◆ Brief
Retype the complete listing exactly as it appears.

◆ ◆ ◆ ◆ ◆ ◆ ◆

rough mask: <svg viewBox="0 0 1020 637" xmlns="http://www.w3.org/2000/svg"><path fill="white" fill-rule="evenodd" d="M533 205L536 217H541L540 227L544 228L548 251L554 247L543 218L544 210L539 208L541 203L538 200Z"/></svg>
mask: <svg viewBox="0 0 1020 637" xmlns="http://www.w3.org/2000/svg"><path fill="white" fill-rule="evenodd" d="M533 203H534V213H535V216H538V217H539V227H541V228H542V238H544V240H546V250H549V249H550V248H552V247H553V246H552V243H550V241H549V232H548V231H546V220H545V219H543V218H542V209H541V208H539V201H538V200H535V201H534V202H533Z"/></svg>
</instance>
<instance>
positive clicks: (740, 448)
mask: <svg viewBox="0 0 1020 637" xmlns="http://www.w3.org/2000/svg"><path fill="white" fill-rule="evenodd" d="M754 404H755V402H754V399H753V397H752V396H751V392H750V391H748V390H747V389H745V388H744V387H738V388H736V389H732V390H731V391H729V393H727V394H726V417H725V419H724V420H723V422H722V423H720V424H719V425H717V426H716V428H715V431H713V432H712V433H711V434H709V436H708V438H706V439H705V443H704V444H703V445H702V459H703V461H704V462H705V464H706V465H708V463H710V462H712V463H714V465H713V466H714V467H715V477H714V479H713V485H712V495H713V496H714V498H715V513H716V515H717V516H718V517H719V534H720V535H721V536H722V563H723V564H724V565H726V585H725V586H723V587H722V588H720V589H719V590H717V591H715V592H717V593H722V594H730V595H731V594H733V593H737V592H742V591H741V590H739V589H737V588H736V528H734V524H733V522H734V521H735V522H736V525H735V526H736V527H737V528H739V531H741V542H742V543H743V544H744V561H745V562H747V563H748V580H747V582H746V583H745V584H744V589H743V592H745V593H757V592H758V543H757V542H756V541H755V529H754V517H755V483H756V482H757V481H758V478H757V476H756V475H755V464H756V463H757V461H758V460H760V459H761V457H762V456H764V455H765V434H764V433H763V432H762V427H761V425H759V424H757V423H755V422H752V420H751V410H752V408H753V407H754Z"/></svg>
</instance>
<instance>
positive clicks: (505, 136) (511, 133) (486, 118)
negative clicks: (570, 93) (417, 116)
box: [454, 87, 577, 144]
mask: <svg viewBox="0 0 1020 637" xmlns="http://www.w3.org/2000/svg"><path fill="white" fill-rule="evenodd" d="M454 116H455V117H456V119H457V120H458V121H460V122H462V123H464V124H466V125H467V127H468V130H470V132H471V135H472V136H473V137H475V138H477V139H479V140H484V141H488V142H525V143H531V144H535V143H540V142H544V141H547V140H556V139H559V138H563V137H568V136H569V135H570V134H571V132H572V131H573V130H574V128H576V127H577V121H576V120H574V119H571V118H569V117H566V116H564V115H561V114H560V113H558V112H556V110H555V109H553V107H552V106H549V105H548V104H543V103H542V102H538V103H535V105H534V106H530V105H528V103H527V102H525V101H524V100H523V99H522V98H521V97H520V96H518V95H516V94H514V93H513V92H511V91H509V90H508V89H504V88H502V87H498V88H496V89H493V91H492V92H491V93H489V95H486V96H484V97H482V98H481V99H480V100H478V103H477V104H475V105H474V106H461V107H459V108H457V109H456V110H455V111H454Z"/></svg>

◆ ◆ ◆ ◆ ◆ ◆ ◆

◆ The answer
rough mask: <svg viewBox="0 0 1020 637" xmlns="http://www.w3.org/2000/svg"><path fill="white" fill-rule="evenodd" d="M533 205L536 217H541L540 227L544 228L548 251L554 247L543 218L544 210L539 208L541 203L538 200Z"/></svg>
mask: <svg viewBox="0 0 1020 637" xmlns="http://www.w3.org/2000/svg"><path fill="white" fill-rule="evenodd" d="M533 203H534V213H535V216H538V217H539V227H541V228H542V238H544V240H546V250H549V249H550V248H552V247H553V246H552V243H550V241H549V232H548V231H546V220H545V219H543V218H542V209H541V208H539V201H538V200H535V201H534V202H533Z"/></svg>
</instance>
<instance>
positive clicks: (740, 448)
mask: <svg viewBox="0 0 1020 637" xmlns="http://www.w3.org/2000/svg"><path fill="white" fill-rule="evenodd" d="M754 404H755V402H754V399H753V397H752V396H751V392H750V391H748V390H747V389H745V388H744V387H738V388H736V389H732V390H731V391H729V393H727V394H726V417H725V419H724V420H723V422H722V423H720V424H719V425H717V426H716V428H715V431H713V432H712V433H711V434H709V436H708V438H706V439H705V443H704V444H703V445H702V459H703V461H704V462H705V464H706V465H708V463H710V462H712V463H714V465H713V466H714V467H715V477H714V479H713V485H712V495H713V496H714V498H715V513H716V515H717V516H718V517H719V534H720V535H721V536H722V563H723V564H724V565H726V585H725V586H723V587H722V588H720V589H719V590H717V591H715V592H717V593H722V594H730V595H731V594H733V593H737V592H742V591H741V590H739V589H737V588H736V528H734V524H733V522H734V521H735V522H736V525H735V526H736V527H737V528H739V531H741V542H742V543H743V544H744V561H745V562H747V563H748V580H747V582H746V583H745V584H744V589H743V592H745V593H757V592H758V543H757V542H756V541H755V529H754V517H755V483H756V482H757V481H758V478H757V476H756V475H755V464H756V463H757V461H758V460H760V459H761V457H762V456H764V455H765V434H764V433H763V432H762V427H761V425H759V424H757V423H755V422H752V420H751V410H752V408H753V407H754Z"/></svg>
</instance>
<instance>
positive clicks: (505, 136) (511, 133) (486, 118)
negative clicks: (570, 93) (417, 116)
box: [454, 87, 577, 144]
mask: <svg viewBox="0 0 1020 637" xmlns="http://www.w3.org/2000/svg"><path fill="white" fill-rule="evenodd" d="M454 116H455V117H456V119H457V120H458V121H460V122H462V123H464V124H466V125H467V127H468V130H470V132H471V135H472V136H473V137H475V138H477V139H479V140H484V141H488V142H525V143H531V144H535V143H540V142H544V141H547V140H556V139H559V138H563V137H568V136H569V135H570V134H571V132H572V131H573V130H574V128H576V127H577V121H576V120H574V119H571V118H569V117H566V116H564V115H561V114H560V113H558V112H556V110H555V109H553V107H552V106H549V105H548V104H543V103H542V102H538V103H535V105H534V106H530V105H528V103H527V102H525V101H524V100H523V99H522V98H521V97H520V96H518V95H516V94H514V93H513V92H511V91H509V90H508V89H504V88H502V87H498V88H496V89H493V91H492V92H491V93H489V95H486V96H484V97H482V98H481V99H480V100H478V103H477V104H475V105H474V106H461V107H459V108H457V109H456V110H455V111H454Z"/></svg>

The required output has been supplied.